** START OF SELECTED PASSAGE **
Giovanni Aquilecchia, (known as Gianni) (28 November 1923 in Nettuno, Italy – 3 August 2001 in Camden, London, heart failure) was Professor of Italian at Bedford College, London, and the merged college with Royal Holloway, University of London. He was one of the great Italian Renaissance scholars of the second half of the 20th century.

Early life
He was the son of Vincenzo Aquilecchia, an officer in the Italian army, and his wife, Maria Letizia, née Filibeck.

He was first educated in Turin and then at the liceum Torquato Tasso, Rome. At nineteen he entered the Faculty of Letters at the University of Rome and graduated with first-class honours in 1946.

Career
From 1946 to 1949 he was a teaching assistant at the University of Rome whilst studying for a higher degree. In 1950 he became a scholar at the Warburg Institute, London. In 1951 he became an assistant in Department of Italian Studies at the University of Manchester. In 1953 he became assistant lecturer in Italian at University College London becoming Reader there from 1959 to 1961. He then returned to Manchester as Serena Professor of Italian Language and Literature till 1970. He was then appointed Professor of Italian at Bedford College 1970-85 and remained as Emeritus Professor when Bedford joined with Royal Holloway. He was unhappy with the merger and continued giving his classes in central London, until he retired in 1989.
** END OF SELECTED PASSAGE **
• SHORT EXERCISE A
Pick out each line in the records that contains the word "blue".
The text and the records are unrelated to each other.
** START OF INPUT MATERIAL **
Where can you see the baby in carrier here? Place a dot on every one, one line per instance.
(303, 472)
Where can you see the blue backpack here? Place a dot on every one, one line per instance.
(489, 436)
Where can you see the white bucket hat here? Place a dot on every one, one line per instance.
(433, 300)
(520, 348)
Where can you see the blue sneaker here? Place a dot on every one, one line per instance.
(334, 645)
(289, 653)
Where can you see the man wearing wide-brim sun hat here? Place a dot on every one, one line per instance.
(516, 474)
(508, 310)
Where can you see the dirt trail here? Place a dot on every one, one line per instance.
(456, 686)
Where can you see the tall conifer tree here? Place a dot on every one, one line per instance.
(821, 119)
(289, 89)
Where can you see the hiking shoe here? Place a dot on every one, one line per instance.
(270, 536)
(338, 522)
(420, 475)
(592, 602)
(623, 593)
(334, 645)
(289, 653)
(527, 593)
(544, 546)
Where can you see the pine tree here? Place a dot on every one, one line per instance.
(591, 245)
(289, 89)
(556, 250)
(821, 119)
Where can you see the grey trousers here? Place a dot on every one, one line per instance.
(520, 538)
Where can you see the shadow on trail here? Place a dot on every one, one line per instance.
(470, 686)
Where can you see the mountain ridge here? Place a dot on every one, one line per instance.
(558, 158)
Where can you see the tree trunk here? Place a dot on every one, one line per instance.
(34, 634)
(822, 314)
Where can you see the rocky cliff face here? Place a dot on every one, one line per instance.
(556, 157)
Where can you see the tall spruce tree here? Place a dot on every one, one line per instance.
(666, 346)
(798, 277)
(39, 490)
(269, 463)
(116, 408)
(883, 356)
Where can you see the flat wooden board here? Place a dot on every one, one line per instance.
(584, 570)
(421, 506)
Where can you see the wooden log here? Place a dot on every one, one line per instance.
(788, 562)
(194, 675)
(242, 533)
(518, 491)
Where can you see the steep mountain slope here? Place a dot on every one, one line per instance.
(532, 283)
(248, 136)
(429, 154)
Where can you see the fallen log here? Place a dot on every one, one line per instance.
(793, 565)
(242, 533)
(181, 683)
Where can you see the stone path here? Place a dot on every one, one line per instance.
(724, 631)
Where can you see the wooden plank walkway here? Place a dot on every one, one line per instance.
** END OF INPUT MATERIAL **
• SHORT EXERCISE B
Extend the text on Giovanni Aquilecchia past its last sentence.

• RESULT A
Where can you see the blue backpack here? Place a dot on every one, one line per instance.
Where can you see the blue sneaker here? Place a dot on every one, one line per instance.

• RESULT B
His research was centred on Giordano Bruno and from 1996 Gianni Aquilecchia was the president of the Centro Internazionale di Studi Bruniani in Naples.

In 1996 the British Academy awarded him the Serena Medal for services towards the furtherance of the study of Italian history, literature, art or economics.

He was appointed Professor Emeritus and then honorary professor of Italian at University College London in 1998.

Personal life
In 1951 in London he married Costantina Maria Bacchetta (born c. 1929), a student. They had two sons and a daughter. The marriage was  dissolved in 1973. In 1992 he married Catherine Posford.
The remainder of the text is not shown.